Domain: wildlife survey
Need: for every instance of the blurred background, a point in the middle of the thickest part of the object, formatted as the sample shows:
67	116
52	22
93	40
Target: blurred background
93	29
================================
Print the full listing, word for word.

--- Written answer ---
Domain: wildlife survey
Need: for every instance of the blurred background, a point in the middle of the thickest part of the object, formatted as the sample shows:
67	116
52	22
93	40
Target: blurred background
93	29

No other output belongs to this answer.